* Required task
Return the material below line for line, copying every line without any change.

* Data section
-- BEGIN --
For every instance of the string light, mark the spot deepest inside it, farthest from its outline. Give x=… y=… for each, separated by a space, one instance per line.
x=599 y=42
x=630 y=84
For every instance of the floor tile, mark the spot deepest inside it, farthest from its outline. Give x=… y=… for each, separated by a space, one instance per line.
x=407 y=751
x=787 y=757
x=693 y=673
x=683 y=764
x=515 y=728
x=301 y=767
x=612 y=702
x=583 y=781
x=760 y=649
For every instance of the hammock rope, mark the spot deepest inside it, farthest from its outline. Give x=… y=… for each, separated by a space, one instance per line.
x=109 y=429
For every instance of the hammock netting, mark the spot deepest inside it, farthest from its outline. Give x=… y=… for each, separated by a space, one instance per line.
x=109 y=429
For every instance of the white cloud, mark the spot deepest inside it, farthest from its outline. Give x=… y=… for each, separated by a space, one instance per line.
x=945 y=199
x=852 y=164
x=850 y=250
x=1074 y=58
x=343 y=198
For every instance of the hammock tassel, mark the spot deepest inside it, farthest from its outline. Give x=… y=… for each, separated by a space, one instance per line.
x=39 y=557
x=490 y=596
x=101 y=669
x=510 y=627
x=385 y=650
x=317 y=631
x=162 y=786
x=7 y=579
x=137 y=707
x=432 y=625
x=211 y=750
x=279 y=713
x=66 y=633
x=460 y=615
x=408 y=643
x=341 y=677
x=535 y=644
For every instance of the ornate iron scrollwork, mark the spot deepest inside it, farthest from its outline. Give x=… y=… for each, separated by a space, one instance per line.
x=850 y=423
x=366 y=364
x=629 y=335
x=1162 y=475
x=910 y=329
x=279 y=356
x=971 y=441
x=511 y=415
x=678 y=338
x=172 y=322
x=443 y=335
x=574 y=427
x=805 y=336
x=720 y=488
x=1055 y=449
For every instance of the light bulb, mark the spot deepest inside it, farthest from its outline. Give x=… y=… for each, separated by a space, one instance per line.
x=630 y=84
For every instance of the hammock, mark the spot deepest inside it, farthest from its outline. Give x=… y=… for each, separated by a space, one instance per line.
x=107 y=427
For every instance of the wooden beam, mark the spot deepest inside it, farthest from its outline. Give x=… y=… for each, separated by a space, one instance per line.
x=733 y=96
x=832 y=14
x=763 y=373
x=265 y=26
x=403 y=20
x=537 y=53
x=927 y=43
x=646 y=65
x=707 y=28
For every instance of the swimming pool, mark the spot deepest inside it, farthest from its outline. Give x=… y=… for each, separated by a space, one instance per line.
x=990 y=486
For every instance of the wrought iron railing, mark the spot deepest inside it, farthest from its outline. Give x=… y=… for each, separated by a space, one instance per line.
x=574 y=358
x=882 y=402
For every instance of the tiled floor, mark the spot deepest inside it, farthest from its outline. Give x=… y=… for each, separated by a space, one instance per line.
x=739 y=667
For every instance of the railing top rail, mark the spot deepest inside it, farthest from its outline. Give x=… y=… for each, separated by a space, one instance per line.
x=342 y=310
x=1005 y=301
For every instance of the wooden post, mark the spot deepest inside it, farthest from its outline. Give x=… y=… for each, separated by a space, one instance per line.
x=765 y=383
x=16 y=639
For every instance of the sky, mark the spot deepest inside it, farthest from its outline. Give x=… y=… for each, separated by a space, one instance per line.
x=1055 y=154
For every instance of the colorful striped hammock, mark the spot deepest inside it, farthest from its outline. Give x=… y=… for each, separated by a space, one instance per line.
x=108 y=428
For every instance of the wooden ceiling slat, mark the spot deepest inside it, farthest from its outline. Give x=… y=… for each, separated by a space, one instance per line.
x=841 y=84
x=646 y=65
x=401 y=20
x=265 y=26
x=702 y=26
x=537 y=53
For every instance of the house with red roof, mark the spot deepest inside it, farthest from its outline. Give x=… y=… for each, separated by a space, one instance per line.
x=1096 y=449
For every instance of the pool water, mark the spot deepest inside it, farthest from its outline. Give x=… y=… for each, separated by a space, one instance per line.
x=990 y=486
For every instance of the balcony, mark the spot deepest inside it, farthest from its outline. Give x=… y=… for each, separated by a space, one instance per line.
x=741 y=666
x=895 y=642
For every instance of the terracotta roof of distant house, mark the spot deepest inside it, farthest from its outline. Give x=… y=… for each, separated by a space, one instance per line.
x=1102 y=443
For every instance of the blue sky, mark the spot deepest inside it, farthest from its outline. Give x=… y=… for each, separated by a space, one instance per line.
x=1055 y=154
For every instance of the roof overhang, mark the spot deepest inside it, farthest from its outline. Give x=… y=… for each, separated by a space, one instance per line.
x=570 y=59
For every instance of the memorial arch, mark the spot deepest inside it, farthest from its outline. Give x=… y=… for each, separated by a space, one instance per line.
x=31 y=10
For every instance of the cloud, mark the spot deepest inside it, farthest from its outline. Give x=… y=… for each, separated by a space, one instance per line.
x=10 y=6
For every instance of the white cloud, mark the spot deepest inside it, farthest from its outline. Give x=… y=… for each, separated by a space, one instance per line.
-- END --
* Solution
For every instance of the string light, mark the spot deepest inside it, farthest from its outline. Give x=… y=… for each, separated by a space, one instance per line.
x=599 y=42
x=630 y=84
For every instance of the floor tile, mark the spot deepest inside it, farthest from its outline. Give x=… y=… for each, separated by a space, one instance per line.
x=407 y=751
x=787 y=757
x=693 y=673
x=683 y=764
x=515 y=728
x=301 y=767
x=612 y=702
x=583 y=781
x=760 y=649
For every instance of the hammock rope, mark the spot deepest inside it, farthest from its outline. Give x=… y=… for each, separated by a space, one instance per line.
x=109 y=429
For every instance of the hammock netting, mark the spot deepest inside it, farthest from its outline. Give x=… y=… for each, separated by a space, one instance per line.
x=109 y=429
For every instance of the white cloud, mark the spot deepest inside it, farthest from its outline. Give x=… y=… for each, separated by a space, one instance per line.
x=945 y=199
x=852 y=164
x=850 y=250
x=1074 y=58
x=343 y=198
For every instance of the hammock tassel, mark the spot deepest inside it, farthest from its outline. Give x=… y=… for each, separated by a space, one instance per line.
x=39 y=557
x=490 y=596
x=101 y=669
x=510 y=627
x=385 y=650
x=317 y=631
x=162 y=786
x=7 y=579
x=137 y=707
x=432 y=625
x=211 y=750
x=279 y=713
x=66 y=633
x=460 y=615
x=408 y=643
x=341 y=677
x=535 y=644
For every instance of the ornate iron scrollwork, mark the spot deepest inside it, farthest from its outline. Give x=… y=… for each, separated by a space, one instance per line.
x=850 y=423
x=366 y=364
x=629 y=335
x=1162 y=475
x=910 y=329
x=279 y=356
x=971 y=441
x=511 y=415
x=678 y=338
x=172 y=322
x=443 y=335
x=574 y=427
x=805 y=336
x=720 y=488
x=1055 y=449
For every instance of the light bulb, mark the spot deepest inside it, farthest from its outline. Give x=… y=… for each, separated by a space, one instance per line.
x=630 y=84
For every instance of the hammock, mark the spot deepest inside it, farthest from its outline. Give x=… y=… for each, separated by a space, one instance per line.
x=107 y=427
For every instance of the wooden beam, mark the spot deepest inside it, farthest from its outline. Give x=… y=… for each, separated by a space, one instance per line.
x=733 y=96
x=832 y=14
x=763 y=373
x=265 y=26
x=403 y=20
x=537 y=53
x=927 y=43
x=646 y=65
x=707 y=28
For every instance of the swimming pool, mark the spot deepest inside it, farthest from its outline. Give x=… y=… for each, separated by a space, one instance per line.
x=990 y=486
For every instance of the wrought iron railing, mark the spot deepest inside it, farthest from its outline. Give x=… y=… for each, separated by a space, one instance per line.
x=574 y=358
x=882 y=402
For every instance of the tiled floor, mark the spot deepest inside it, farthest from its outline. Give x=… y=… for each, separated by a space, one instance per line.
x=739 y=667
For every instance of the railing top rail, mark the spot deepest inside it, farthest from its outline. Give x=… y=… for each, separated by a space, one instance per line.
x=342 y=310
x=1005 y=301
For every instance of the wooden post, mark the spot deepest inside it, farthest from its outline. Give x=… y=… for each, separated by a space, one instance per line.
x=765 y=383
x=16 y=639
For every instance of the sky, mark the spot deepest inside it, farthest from its outline. Give x=… y=… for each, separated by a space, one instance per line.
x=1055 y=154
For every instance of the colorful striped hammock, mark the spot deepest inside it, farthest from its outline. Give x=… y=… for each, separated by a space, one instance per line.
x=108 y=428
For every instance of the wooden ceiling slat, mark the spot deepest inside it, farthest from its outline. Give x=… y=… for each, separated by a space, one instance per line.
x=841 y=84
x=646 y=65
x=401 y=20
x=265 y=26
x=702 y=26
x=537 y=53
For every instance of the house with red roof, mark the spot deepest inside it, farthest from its outline. Give x=… y=… for each, separated by a space, one instance per line.
x=1096 y=449
For every instance of the pool water, mark the spot deepest inside it, farthest from its outline. Give x=… y=… for each, separated by a space, one instance per line.
x=990 y=486
For every instance of the balcony, mark the spot deepest inside it, farthest from its outline. Give x=… y=… for each, separated by a space, one instance per line.
x=741 y=666
x=895 y=642
For every instance of the terracotta roof of distant house, mark the spot deepest inside it, farthest from its outline. Give x=… y=… for each, separated by a space, one instance per line.
x=1102 y=443
For every instance of the blue sky, mark the spot deepest inside it, farthest from its outline. Give x=… y=… for each, separated by a space, one instance per line.
x=1055 y=154
For every instance of the roof overhang, mark the spot deepest inside it, farthest from its outline. Give x=… y=… for each, separated by a space, one instance per line.
x=570 y=59
For every instance of the memorial arch, mark the spot deepest inside it, farthest from its outline. Give x=… y=… for each, separated by a space, one instance per line.
x=31 y=10
For every instance of the cloud, mark the spot deepest inside it, farthest from its outline. Give x=… y=… for each, separated by a space, one instance per line.
x=10 y=6
For every instance of the white cloud, mark the spot deepest inside it, farthest from its outline. Give x=… y=… for each, separated by a space, one instance per line.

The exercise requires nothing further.